--- Stored records ---
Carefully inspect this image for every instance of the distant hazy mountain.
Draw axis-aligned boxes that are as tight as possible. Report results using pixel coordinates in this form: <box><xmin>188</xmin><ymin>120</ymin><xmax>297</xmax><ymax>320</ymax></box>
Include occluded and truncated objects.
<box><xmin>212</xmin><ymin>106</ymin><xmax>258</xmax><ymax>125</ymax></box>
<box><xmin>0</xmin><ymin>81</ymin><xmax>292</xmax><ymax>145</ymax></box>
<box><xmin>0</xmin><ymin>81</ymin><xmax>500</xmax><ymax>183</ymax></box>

--- Given request ---
Turn every line of the entries above into a Markdown table with two columns, Row and Text. Row holds a running number and Text holds the line, and blank lines are skipped.

--- Written answer ---
| Row | Text |
|---|---|
| 1 | Carefully inspect this image for every instance of the distant hazy mountain. |
| 2 | Draw axis-aligned boxes that are as tight as possible. Report results using pixel coordinates in this form: <box><xmin>188</xmin><ymin>120</ymin><xmax>297</xmax><ymax>320</ymax></box> |
| 3 | Include occluded and truncated objects. |
| 4 | <box><xmin>212</xmin><ymin>106</ymin><xmax>258</xmax><ymax>125</ymax></box> |
| 5 | <box><xmin>0</xmin><ymin>81</ymin><xmax>292</xmax><ymax>145</ymax></box> |
| 6 | <box><xmin>0</xmin><ymin>81</ymin><xmax>500</xmax><ymax>183</ymax></box> |